### Source extract
● ● ● ●

Network Measures

`density`(X, y)	Calculates the Density metric.
`clsCoef`(X, y)	Calculates the Clustering Coefficient metric.
`hubs`(X, y)	Calculates the Hubs metric.

problexity.classification.clsCoef(X, y)

Calculates the Clustering Coefficient metric.

Generates an epsilon-Nearest Neighbours graph. The epsilon value is set to 0.15. The edges are selected based on the Gower distance between samples, normalized to the range between 0 and 1. Edges between instances of distinct classes are removed. The neighborhood of each vertex is calculated – the instances directly connected to it. Then, the number of edges between the sample’s neighbors is calculated and divided by the maximum possible number of edges between them. The final measure is calculated based on the neighborhood of each point.

● ● ● ●

### Supplied data
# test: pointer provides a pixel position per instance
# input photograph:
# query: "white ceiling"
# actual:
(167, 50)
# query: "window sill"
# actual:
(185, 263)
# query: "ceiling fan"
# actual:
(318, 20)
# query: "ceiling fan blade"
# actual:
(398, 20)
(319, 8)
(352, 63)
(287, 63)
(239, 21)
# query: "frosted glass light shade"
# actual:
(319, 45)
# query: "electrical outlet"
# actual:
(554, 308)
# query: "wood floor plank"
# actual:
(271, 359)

● ● ● ●

### Complete the following
1: Please transcribe the stretch of the network measures documentation above from "Network Measures" through "of each point.".
2: Translate this sentence from the network measures documentation into Spanish: "Edges between instances of distinct classes are removed."
3: Resume the network measures documentation, starting right after its last sentence.

### Responses to the tasks
1:
Network Measures

`density`(X, y)	Calculates the Density metric.
`clsCoef`(X, y)	Calculates the Clustering Coefficient metric.
`hubs`(X, y)	Calculates the Hubs metric.

problexity.classification.clsCoef(X, y)

Calculates the Clustering Coefficient metric.

Generates an epsilon-Nearest Neighbours graph. The epsilon value is set to 0.15. The edges are selected based on the Gower distance between samples, normalized to the range between 0 and 1. Edges between instances of distinct classes are removed. The neighborhood of each vertex is calculated – the instances directly connected to it. Then, the number of edges between the sample’s neighbors is calculated and divided by the maximum possible number of edges between them. The final measure is calculated based on the neighborhood of each point.

2: Se eliminan las aristas entre instancias de clases distintas.

3:
\[ClsCoef=1-\frac{1}{n}\sum^{n}_{i=1}\frac{2|e_{jk} : v_j, v_k \in N_i|}{k_i(k_i-1)}\]

Parameters:

X (array-like, shape (n_samples, n_features)) – Dataset
y (array-like, shape (n_samples)) – Labels of binary classification task ([0,1])

Return type:

float

Returns:

Clustering Coefficient score

problexity.classification.density(X, y)

Calculates the Density metric.

Generates an epsilon-Nearest Neighbours graph. The epsilon value is set to 0.15. The edges are selected based on the Gower distance between samples, normalized to the range between 0 and 1. Edges between instances of distinct classes are removed. The measure calculates the number of edges in the final graph divided by the total possible number of edges.

\[Density =1 - \frac{2|E|}{n(n-1)}\]

Parameters:

X (array-like, shape (n_samples, n_features)) – Dataset
y (array-like, shape (n_samples)) – Labels of binary classification task ([0,1])

Return type:

float

Returns:

Density score

problexity.classification.hubs(X, y)

Calculates the Hubs metric.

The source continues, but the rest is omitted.